▶ _The request_
Repeat word for word the portion of the annexation opinion starting with "An examination of" and going on through "that it do so.".

1. Gain a sizable commercial tax base and a growing residential tax base;
2. Achieve vital zoning protection on its borders;
3. Insure the survival of Town and Country beyond the mid 1980s;
4. Reduce real estate taxes;
5. Avoid imposition of nondeductible taxes.

The letter urged Town and Country’s residents to approve the annexation of the parcels because rejecting them would, by law, foreclose a resubmission of the proposals for two years, and “[b]y that time other cities could have annexed the area.” The Mayor and Board mailed similar letters in March and April. These letters indicate the same type of race for land that this Court termed “unseemly” in Graeler II, 369 S.W.2d at 95.

Neither of the two major articulated interests of the City for annexation provides legitimate purpose. Courts have long disfavored the use of annexation solely for tax purposes. See City of Fulton v. Dawson, 325 S.W.2d 505, 518 (Mo.App.1959). Nor is annexation solely for zoning protection a reasonable justification. City of Odessa v. Carroll, 512 S.W.2d 862, 868 (Mo.App.1974).

An examination of the proposed annexations leads to one conclusion: Whether each parcel is considered separately or together, the reasonableness of these annexations is not fairly debatable. Town and Country’s letters to its residents evince a desire to win the race against other municipalities in a contest to annex valuable unincorporated territory. In approving the annexation, the trial court failed to consider the interest of St. Louis County as a community, and it is necessary that it do so.

Town and Country and the amici curiae Missouri Municipal League decry anything short of full approval of the annexation. They urge that denial rings the death knell for any annexation in St. Louis County. That is not so. But it is so that the Graeler cases and those following would make it more difficult for an annexing authority to meet its burden of showing that its taking over in an area in St. Louis County is reasonable, applying the proper dialectical test.

I am guided in the application of existing law to the facts of this case by the distinctive nature and circumstances pertaining to *614St. Louis County and its substantially advanced, highly urbanized development — a fact even more apparent now than at the time of the Graeler cases (1960 and 1963). That makes the impact of those two cases with the other law recited in this dissent increasingly appropriate at this time.

Town and Country directs our attention to Mayor, Councilmen and Citizens of the City of Liberty v. Beard, 613 S.W.2d 642 (Mo.App.1981), modified 613 S.W.2d 641 (Mo. banc 1981), approving a Sawyers Act annexation in Liberty near Kansas City. That case was cited by the City to emphasize the standard of review. And it does follow those cases previously indicted in this opinion regarding review, e.g., Binger v. City of Independence, supra, and City of St. Peters v. Kodner Development Corp., supra. But the remarkable feature of the Liberty case is that it places a highlight on the precise reason for denying annexation in this case. In Liberty, the emphasis of the annexing city was that it was growing and becoming more urbanized. As a consequence, it was essential that the city control future development in the adjoining unincorporated area. As stated by the court:

Plaintiff City argues that the evidence shows the annexation was proposed because it was believed by the City officials and their professional consultants that the entire area was beginning to urbanize; that once urbanization begins on the doorstep of a city, it not only continues, but accelerates, making it essential for the City to control that urbanization and development. * * * In addition, the area itself is attractive to the existing City and its services. * * *
Since urbanization has begun in the entire area, and since it can be expected to continue and accelerate because- the area lends itself to urbanization, the expert witnesses testified that it should be annexed by the City. The evidence was based on the experts’ testimony that county government cannot cope with the sophisticated control of urban type development. As more and more development occurs in this area, there will be an increasing need by the people in the area proposed for annexation for city services.

▶ _Extracted records_
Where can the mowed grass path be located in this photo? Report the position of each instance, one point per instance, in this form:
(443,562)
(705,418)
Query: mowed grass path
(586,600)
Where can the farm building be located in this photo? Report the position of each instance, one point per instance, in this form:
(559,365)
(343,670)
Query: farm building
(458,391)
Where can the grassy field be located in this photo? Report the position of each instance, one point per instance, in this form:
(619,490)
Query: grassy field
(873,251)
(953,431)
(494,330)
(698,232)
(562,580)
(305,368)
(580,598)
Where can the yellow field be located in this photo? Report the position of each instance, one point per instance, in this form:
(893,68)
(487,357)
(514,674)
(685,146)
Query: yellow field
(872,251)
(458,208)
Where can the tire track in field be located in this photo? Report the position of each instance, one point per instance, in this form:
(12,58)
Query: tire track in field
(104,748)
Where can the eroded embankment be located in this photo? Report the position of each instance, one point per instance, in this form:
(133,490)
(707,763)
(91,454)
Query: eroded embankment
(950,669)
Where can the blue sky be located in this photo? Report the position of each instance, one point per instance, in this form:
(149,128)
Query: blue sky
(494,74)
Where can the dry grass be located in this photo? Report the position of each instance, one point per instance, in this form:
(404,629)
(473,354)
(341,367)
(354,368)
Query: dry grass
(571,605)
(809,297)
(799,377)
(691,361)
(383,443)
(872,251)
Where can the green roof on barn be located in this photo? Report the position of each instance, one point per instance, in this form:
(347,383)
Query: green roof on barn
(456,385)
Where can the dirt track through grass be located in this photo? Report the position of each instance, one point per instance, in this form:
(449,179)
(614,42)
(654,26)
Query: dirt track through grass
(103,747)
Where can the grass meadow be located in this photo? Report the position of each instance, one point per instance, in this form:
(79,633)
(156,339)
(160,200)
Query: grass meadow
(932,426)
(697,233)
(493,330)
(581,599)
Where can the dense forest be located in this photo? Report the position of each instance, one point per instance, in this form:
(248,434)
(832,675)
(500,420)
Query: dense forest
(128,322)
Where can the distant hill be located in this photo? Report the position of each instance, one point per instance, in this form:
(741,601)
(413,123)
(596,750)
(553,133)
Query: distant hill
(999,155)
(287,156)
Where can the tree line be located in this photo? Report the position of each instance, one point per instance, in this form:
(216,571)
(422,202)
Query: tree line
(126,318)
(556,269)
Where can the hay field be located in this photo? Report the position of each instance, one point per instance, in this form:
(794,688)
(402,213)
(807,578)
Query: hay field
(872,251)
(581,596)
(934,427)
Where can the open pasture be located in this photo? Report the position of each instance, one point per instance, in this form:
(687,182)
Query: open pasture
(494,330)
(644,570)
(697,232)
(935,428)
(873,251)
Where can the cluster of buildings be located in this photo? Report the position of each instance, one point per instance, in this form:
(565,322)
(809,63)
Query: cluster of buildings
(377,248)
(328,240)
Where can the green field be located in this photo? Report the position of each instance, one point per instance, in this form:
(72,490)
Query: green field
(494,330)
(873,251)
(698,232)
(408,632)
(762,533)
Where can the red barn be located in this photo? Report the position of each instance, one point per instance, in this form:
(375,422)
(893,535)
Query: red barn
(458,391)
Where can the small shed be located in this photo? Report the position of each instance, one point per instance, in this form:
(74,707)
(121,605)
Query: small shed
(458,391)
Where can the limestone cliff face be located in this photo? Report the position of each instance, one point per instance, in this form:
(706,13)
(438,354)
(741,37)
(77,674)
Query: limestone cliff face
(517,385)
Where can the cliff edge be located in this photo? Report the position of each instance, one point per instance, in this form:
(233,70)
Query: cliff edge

▶ _Answer to the exercise_
An examination of the proposed annexations leads to one conclusion: Whether each parcel is considered separately or together, the reasonableness of these annexations is not fairly debatable. Town and Country’s letters to its residents evince a desire to win the race against other municipalities in a contest to annex valuable unincorporated territory. In approving the annexation, the trial court failed to consider the interest of St. Louis County as a community, and it is necessary that it do so.